模拟登陆新浪微博抓取用户数据出错?

halfsuccess 2013-04-23 04:17:05
错误信息如下:
Exception in thread "main" java.lang.NoSuchFieldError: INSTANCE
at org.apache.http.client.utils.URLEncodedUtils.parse(URLEncodedUtils.java:190)
at org.apache.http.client.utils.URIBuilder.parseQuery(URIBuilder.java:95)
at org.apache.http.client.utils.URIBuilder.digestURI(URIBuilder.java:165)
at org.apache.http.client.utils.URIBuilder.<init>(URIBuilder.java:90)
at org.apache.http.client.utils.URIUtils.rewriteURI(URIUtils.java:133)
at org.apache.http.impl.client.DefaultRequestDirector.rewriteRequestURI(DefaultRequestDirector.java:354)
at org.apache.http.impl.client.DefaultRequestDirector.execute(DefaultRequestDirector.java:477)
at org.apache.http.impl.client.AbstractHttpClient.doExecute(AbstractHttpClient.java:858)
----
任务目标 1: 返回下方列表中含有字符串“hair”的每一行，并逐字抄录。匹配时区分大小写。
任务目标 2: 续写上方关于模拟登录新浪微博时报错的帖子，从其最后一行之后接着写。
----
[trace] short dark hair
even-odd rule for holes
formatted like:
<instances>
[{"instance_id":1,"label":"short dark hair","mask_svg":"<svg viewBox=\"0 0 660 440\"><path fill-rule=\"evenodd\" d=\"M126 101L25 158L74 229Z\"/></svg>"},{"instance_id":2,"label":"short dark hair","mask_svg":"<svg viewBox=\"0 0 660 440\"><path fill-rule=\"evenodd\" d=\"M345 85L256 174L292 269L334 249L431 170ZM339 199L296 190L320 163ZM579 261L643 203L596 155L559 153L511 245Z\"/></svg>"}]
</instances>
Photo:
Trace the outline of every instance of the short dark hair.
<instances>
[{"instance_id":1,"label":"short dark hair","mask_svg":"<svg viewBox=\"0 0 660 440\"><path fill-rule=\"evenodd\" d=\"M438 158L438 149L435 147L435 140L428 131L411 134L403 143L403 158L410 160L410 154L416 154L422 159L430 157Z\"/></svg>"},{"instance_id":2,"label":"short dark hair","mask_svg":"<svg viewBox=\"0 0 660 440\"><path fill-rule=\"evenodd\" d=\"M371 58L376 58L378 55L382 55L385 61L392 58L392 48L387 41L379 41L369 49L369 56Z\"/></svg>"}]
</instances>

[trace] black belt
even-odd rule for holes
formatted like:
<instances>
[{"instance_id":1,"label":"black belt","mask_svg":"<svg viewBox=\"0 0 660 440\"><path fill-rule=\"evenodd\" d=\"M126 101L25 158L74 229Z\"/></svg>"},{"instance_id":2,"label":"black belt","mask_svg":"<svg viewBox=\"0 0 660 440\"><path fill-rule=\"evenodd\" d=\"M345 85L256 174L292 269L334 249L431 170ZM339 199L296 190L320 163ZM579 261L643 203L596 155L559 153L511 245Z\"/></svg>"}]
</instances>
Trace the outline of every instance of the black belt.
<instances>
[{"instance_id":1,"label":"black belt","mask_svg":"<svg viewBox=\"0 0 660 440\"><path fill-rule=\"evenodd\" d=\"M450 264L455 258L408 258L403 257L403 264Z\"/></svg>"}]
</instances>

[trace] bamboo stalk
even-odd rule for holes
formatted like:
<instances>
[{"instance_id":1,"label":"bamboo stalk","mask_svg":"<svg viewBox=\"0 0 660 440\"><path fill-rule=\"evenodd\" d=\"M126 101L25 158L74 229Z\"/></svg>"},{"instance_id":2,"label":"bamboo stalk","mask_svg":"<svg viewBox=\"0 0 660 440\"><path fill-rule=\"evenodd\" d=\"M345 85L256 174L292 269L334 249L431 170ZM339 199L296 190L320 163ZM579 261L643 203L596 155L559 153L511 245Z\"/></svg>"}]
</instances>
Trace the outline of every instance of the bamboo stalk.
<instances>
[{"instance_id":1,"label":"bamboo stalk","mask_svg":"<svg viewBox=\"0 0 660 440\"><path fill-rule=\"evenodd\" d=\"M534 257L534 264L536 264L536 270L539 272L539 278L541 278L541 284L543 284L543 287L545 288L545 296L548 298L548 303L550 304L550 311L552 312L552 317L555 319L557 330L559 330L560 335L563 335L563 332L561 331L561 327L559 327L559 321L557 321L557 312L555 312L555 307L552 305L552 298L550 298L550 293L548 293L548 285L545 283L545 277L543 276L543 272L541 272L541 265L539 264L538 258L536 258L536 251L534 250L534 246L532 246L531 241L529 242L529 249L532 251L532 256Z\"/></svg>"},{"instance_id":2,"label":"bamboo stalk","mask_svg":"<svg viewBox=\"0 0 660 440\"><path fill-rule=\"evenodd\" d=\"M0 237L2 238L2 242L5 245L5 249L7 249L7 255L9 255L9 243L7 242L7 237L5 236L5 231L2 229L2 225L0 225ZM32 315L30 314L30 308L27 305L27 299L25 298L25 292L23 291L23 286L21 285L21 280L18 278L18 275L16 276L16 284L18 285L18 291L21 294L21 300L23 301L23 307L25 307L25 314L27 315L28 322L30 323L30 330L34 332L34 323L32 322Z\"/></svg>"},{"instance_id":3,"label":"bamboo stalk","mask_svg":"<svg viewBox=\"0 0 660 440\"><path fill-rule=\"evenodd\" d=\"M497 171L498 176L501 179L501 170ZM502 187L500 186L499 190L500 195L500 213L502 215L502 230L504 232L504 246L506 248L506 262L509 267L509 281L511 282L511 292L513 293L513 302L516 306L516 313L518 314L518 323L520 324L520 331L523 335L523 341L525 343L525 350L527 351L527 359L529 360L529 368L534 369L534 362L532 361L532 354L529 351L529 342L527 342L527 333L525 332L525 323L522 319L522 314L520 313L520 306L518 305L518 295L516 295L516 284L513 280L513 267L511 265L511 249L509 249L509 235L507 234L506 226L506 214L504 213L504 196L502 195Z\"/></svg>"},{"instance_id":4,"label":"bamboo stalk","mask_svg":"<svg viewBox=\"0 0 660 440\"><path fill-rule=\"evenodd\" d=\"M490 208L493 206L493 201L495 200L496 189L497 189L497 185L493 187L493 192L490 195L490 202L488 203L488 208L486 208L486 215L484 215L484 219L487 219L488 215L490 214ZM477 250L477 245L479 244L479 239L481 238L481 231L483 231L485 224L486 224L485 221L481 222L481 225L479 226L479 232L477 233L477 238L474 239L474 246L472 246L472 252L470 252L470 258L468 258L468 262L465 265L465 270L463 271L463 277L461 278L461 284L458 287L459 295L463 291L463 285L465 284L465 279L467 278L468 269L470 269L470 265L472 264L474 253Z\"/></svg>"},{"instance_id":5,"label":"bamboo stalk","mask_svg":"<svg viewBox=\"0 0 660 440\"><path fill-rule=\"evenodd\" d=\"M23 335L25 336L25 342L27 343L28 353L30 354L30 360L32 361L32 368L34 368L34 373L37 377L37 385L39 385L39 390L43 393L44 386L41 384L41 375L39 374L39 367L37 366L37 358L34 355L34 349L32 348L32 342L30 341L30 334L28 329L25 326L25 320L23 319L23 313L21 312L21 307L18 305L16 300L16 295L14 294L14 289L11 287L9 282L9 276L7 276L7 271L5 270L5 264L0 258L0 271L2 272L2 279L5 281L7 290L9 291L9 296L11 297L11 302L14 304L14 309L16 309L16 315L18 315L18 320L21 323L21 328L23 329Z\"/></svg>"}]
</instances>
----
最终答案 1:
[trace] short dark hair
[{"instance_id":1,"label":"short dark hair","mask_svg":"<svg viewBox=\"0 0 660 440\"><path fill-rule=\"evenodd\" d=\"M126 101L25 158L74 229Z\"/></svg>"},{"instance_id":2,"label":"short dark hair","mask_svg":"<svg viewBox=\"0 0 660 440\"><path fill-rule=\"evenodd\" d=\"M345 85L256 174L292 269L334 249L431 170ZM339 199L296 190L320 163ZM579 261L643 203L596 155L559 153L511 245Z\"/></svg>"}]
Trace the outline of every instance of the short dark hair.
[{"instance_id":1,"label":"short dark hair","mask_svg":"<svg viewBox=\"0 0 660 440\"><path fill-rule=\"evenodd\" d=\"M438 158L438 149L435 147L435 140L428 131L411 134L403 143L403 158L410 160L410 154L416 154L422 159L430 157Z\"/></svg>"},{"instance_id":2,"label":"short dark hair","mask_svg":"<svg viewBox=\"0 0 660 440\"><path fill-rule=\"evenodd\" d=\"M371 58L376 58L378 55L382 55L385 61L392 58L392 48L387 41L379 41L369 49L369 56Z\"/></svg>"}]

最终答案 2:
at org.apache.http.impl.client.CloseableHttpClient.execute(CloseableHttpClient.java:76)
at org.apache.http.impl.client.CloseableHttpClient.execute(CloseableHttpClient.java:97)
at Sina.get(Sina.java:150)
at Sina.preLogin(Sina.java:169)
at Sina.login(Sina.java:38)
at Sina.main(Sina.java:247)

源代码如下
import java.io.BufferedReader;
import java.io.IOException;
import java.io.InputStreamReader;
import java.io.UnsupportedEncodingException;
import java.net.URLEncoder;
import java.util.ArrayList;
import java.util.Date;
import java.util.List;
import java.util.HashMap;

import javax.script.*;

import org.apache.commons.codec.binary.Base64;
import org.apache.commons.io.IOUtils;
import org.apache.http.HttpEntity;
import org.apache.http.HttpResponse;
import org.apache.http.NameValuePair;

import org.apache.http.client.entity.UrlEncodedFormEntity;
import org.apache.http.client.methods.HttpGet;
import org.apache.http.client.methods.HttpPost;
import org.apache.http.impl.client.DefaultHttpClient;

import org.apache.http.message.BasicNameValuePair;

import org.apache.http.protocol.HTTP;
import org.apache.http.util.EntityUtils;

@SuppressWarnings("deprecation")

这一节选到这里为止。